» DO THIS: Reproduce every line of the data below verbatim, omitting the picture from your answer.

# start of INFORMATION SHOWN

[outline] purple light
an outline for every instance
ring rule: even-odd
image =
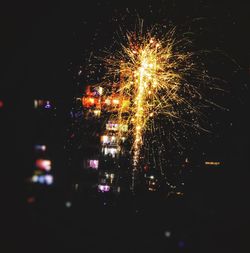
[[[46,105],[44,106],[44,108],[46,108],[46,109],[50,109],[51,108],[51,105],[50,105],[49,101],[46,101]]]
[[[98,190],[101,192],[108,192],[110,191],[110,186],[109,185],[98,185]]]
[[[185,242],[184,241],[179,241],[178,246],[179,246],[179,248],[184,248],[185,247]]]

# end of INFORMATION SHOWN

» FULL ANSWER:
[outline] purple light
an outline for every instance
ring rule: even-odd
image =
[[[46,105],[44,106],[44,108],[46,108],[46,109],[50,109],[51,108],[51,105],[50,105],[49,101],[46,101]]]
[[[98,190],[101,192],[108,192],[110,191],[110,186],[109,185],[98,185]]]
[[[185,242],[184,241],[179,241],[178,246],[179,246],[179,248],[184,248],[185,247]]]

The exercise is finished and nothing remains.